▶ _What is asked_: Each entry needs to be restated exactly as written.
##############################
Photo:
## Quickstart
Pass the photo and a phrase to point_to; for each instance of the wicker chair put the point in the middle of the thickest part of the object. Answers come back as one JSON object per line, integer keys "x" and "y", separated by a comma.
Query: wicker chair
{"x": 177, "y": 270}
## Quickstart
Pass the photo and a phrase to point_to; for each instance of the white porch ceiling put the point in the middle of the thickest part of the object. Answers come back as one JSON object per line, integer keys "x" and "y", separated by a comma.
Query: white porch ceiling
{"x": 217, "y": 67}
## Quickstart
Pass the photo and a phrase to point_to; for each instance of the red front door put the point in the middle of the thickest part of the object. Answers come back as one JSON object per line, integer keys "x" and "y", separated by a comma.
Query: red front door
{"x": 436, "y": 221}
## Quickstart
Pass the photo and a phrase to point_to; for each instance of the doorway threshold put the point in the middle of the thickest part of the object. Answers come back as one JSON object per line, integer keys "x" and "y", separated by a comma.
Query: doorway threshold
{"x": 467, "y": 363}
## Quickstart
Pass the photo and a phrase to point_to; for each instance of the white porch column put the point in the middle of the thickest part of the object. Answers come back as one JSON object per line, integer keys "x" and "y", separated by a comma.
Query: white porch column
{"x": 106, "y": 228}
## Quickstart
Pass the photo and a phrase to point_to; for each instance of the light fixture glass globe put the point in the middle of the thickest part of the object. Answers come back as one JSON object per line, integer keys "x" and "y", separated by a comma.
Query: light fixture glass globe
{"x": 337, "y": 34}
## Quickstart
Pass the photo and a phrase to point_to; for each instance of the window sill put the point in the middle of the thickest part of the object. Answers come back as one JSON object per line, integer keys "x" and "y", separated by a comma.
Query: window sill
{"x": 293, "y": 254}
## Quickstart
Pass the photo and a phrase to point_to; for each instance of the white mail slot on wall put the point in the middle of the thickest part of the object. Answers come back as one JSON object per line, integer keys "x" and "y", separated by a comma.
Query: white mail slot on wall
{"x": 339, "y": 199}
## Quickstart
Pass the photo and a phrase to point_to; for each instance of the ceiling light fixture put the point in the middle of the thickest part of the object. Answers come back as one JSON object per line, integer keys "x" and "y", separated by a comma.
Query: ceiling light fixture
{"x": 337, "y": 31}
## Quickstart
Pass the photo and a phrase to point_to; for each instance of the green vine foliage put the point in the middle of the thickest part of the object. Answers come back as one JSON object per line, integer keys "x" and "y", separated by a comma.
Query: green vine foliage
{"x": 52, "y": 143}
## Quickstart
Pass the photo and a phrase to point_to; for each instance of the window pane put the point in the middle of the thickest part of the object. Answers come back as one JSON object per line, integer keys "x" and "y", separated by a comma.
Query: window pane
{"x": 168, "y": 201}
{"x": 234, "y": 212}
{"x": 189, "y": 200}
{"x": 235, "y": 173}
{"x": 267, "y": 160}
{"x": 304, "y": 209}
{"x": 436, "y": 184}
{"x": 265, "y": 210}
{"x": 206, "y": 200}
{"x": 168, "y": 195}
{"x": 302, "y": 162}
##############################
▶ _Response to the task_:
Photo:
## Quickstart
Pass the photo and a phrase to point_to; for each instance of the wicker chair put the point in the middle of the thickest part of the object. Answers come back as one JSON object per line, integer keys "x" and "y", separated by a comma.
Query: wicker chair
{"x": 177, "y": 270}
## Quickstart
Pass the photo and a phrase to point_to; for each instance of the white porch ceiling put the point in the middle of the thickest part of the object. Answers come back as one JSON object per line, integer keys "x" and "y", separated by a comma.
Query: white porch ceiling
{"x": 217, "y": 67}
## Quickstart
Pass the photo and a phrase to point_to; for each instance of the red front door put the point in the middle of the thickest part of the object. Answers come back as one JSON object per line, integer keys "x" and "y", separated by a comma.
Query: red front door
{"x": 436, "y": 221}
## Quickstart
Pass the photo and a phrase to point_to; for each instance of the doorway threshold put the point in the middle of the thickest part of the object. Answers come back as one JSON object per line, integer keys "x" and "y", separated by a comma.
Query: doorway threshold
{"x": 467, "y": 363}
## Quickstart
Pass the photo and a phrase to point_to; for each instance of the white porch column put the point in the middle of the thickest part of the object. Answers come back as one JSON object per line, integer keys "x" and "y", separated by a comma.
Query: white porch column
{"x": 106, "y": 228}
## Quickstart
Pass the photo and a phrase to point_to; for each instance of the light fixture glass globe put the point in the middle of the thickest part of the object. Answers come back as one JSON object per line, integer keys "x" and "y", separated by a comma.
Query: light fixture glass globe
{"x": 337, "y": 34}
## Quickstart
Pass the photo and a phrase to point_to; for each instance of the window sill put the point in the middle of the thickest part of the object. Answers come back as one JSON object per line, integer keys "x" and "y", separated by a comma.
Query: window sill
{"x": 293, "y": 254}
## Quickstart
Pass the photo and a phrase to point_to; for each instance of the white mail slot on wall put the point in the middle of the thickest part of the object. Answers come back as one JSON object per line, integer keys "x" and "y", separated by a comma.
Query: white mail slot on wall
{"x": 339, "y": 199}
## Quickstart
Pass the photo and a phrase to point_to; for each instance of the ceiling light fixture put the point in the middle of the thickest part of the object. Answers come back as one JSON object per line, integer keys "x" and "y", separated by a comma.
Query: ceiling light fixture
{"x": 337, "y": 31}
## Quickstart
Pass the photo and a phrase to point_to; for each instance of the green vine foliage put the point in the middle of the thickest part of the object. Answers come back as one JSON object per line, integer keys "x" and "y", separated by a comma.
Query: green vine foliage
{"x": 52, "y": 143}
## Quickstart
Pass the photo and a phrase to point_to; for each instance of the window pane put the point in the middle of the thickest part of the object. Answers come back as one JSON object per line, integer keys "x" and "y", separated by a comma.
Query: window pane
{"x": 168, "y": 201}
{"x": 234, "y": 212}
{"x": 189, "y": 200}
{"x": 235, "y": 173}
{"x": 267, "y": 160}
{"x": 304, "y": 209}
{"x": 436, "y": 184}
{"x": 265, "y": 210}
{"x": 206, "y": 200}
{"x": 168, "y": 195}
{"x": 302, "y": 162}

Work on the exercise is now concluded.